» **EXERCISE PASSAGE**:
Segment Open

PROVIDENCE, R.I. [Brown University] — For all the ills that result from bad parenting, new evidence from an epidemiological study of thousands of people suggests coronary heart disease (CHD) might be added to that list.
“We often think about how the early family psychosocial environment influences the mental health of kids,” said Eric Loucks, assistant professor of epidemiology in the Warren Alpert Medical School of Brown University. “The fact that it may be important for chronic diseases, like heart disease, hasn’t been thought of as much.”
Loucks’ newly published analysis of the health records and childhood descriptions of 3,554 adults has found an association between certain kinds of childhood mistreatment and a moderately elevated risk of CHD in middle age. A paper describing the research is published August 2 in the journal Psychosomatic Medicine. The paper further confirms a link found in a few other differently designed studies.
“In cardiovascular disease research right now there’s starting to be more and more interest in early life determinants of heart disease,” Loucks said. “That’s what this paper found. That early life family psychosocial environment had a small but significant association with 10-year risk for coronary heart disease.”
Riskier family, riskier heart
Specifically, for every extra point a study participant registered on a 21-point “risky family score,” their risk of CHD between the ages of 40 and 50 rose 1 percent. For instance, if one man had a childhood that was 5 points worse on the scale than the average man in the study, his CHD risk over the next 10 years would be 5.36 percent compared to the average man’s 5.1 percent risk.

Segment Closed

» **QUESTIONS TO ANSWER**:
**1)** In the article on childhood family life and heart disease, how many adults' health records and childhood descriptions did Loucks analyze?
**2)** Pick up the article on childhood family life and heart disease right after its last sentence and keep writing it.

» **DATA LISTING**:
Segment Open

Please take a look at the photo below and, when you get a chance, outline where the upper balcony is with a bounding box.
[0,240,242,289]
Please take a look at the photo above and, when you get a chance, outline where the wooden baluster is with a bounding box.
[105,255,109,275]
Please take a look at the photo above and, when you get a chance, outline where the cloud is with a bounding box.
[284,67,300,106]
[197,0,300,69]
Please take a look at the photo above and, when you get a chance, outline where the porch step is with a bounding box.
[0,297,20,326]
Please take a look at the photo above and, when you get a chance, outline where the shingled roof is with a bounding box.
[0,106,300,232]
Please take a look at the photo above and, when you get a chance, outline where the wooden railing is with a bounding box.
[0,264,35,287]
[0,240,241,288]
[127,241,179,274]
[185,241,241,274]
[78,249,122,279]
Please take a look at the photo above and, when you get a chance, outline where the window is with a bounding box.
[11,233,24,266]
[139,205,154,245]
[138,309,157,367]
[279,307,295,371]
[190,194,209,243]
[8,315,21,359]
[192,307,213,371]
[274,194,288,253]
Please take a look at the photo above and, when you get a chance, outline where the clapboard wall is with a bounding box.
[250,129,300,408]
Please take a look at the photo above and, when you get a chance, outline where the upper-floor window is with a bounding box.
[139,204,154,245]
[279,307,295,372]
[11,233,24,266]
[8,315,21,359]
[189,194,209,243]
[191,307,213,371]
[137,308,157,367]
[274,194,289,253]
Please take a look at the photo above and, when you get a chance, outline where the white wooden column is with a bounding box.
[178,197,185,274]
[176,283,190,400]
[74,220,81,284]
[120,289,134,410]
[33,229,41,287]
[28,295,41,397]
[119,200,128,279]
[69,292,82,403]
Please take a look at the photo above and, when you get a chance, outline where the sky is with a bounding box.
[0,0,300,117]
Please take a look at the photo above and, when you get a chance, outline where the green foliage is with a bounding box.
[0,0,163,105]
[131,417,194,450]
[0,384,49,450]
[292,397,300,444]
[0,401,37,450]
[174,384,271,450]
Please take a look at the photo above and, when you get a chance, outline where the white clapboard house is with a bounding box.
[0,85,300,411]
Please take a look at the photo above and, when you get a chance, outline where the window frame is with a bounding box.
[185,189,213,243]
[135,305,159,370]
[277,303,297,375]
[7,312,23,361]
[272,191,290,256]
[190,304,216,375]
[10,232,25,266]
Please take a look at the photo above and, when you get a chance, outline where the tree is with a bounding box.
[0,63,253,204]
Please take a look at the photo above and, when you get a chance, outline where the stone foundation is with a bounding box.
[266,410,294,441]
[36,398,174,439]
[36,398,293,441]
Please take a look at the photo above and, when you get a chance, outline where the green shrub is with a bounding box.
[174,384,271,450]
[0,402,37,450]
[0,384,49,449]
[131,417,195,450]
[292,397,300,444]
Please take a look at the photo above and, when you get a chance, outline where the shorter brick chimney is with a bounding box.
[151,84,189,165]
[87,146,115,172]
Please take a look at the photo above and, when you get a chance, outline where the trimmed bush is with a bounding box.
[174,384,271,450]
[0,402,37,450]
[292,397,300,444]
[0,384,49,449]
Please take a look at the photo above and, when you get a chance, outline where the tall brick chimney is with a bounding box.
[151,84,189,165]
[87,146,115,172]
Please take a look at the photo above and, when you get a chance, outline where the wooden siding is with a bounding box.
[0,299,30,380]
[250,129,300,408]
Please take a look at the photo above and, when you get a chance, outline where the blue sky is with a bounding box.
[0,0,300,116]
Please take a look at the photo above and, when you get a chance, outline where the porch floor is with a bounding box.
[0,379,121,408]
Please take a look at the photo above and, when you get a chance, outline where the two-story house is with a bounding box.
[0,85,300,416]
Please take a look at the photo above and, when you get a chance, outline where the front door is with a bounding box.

Segment Closed

» **ANSWERS IN ORDER**:
**1)** 3,554 adults.

**2)**
The risky family score comes from a seven-question survey that quizzed participants on how often various conditions, such as physical or verbal abuse or gestures of love and support, occurred in childhood. That information was considered alongside the Framingham risk algorithm, which uses physiological indicators to determine CHD risk 10 years out.
Men and women who had higher risky family scores had higher CHD risk than people who had lower risky family scores but were similar otherwise. For example, women in the lowest risky family quartile had a 10-year CHD risk of 1.6 percent, while women in the highest quartile had a CHD risk of 1.8 percent. For men, the difference between the lowest quartile and the highest was 4.8 percent vs. 5.5 percent.
Lifestyle, childhood factors
Loucks’ team probed the data more deeply to determine which aspects of health and lifestyle might connect, at least statistically, a bad childhood and shakier heart health. For women he found evidence that low education levels, low income, depressive symptoms and anger may be mechanisms linking the risky family score with CHD risk. For men the only factor that seemed statistically significant as a potential mechanism was education. The CHD risk factors (that were components of the Framingham risk algorithm) most strongly correlated with risky family score were smoking for men, and smoking and HDL cholesterol for women.
The team also drilled into the numbers to see which aspects of upbringing had significant effects and again found gender differences. Among women, CHD score was most affected by physical abuse, verbal mistreatment, poor parental monitoring and poor household organization and management. For men, abuse didn’t matter as much as neglect, in that only the latter two conditions (poor monitoring and organization) mattered to CHD risk.
“It’s not just the really extreme circumstances, such as abuse and neglect, but also maybe day-to-day things such as parental monitoring that seemed to be important,” he said. “One of the big drivers was smoking. Think of a kid whose parents aren’t monitoring him so much. That could quite easily allow him to try smoking. Smoking is highly addictive, and so can easily continue into adulthood. Smoking is one of the major risk factors for heart disease.”
More research is needed to determine how these particular family dynamics could ultimately contribute to CHD, Loucks said, but the emerging idea that growing up in a troubled household could lead to physical ills should be of interest to policymakers.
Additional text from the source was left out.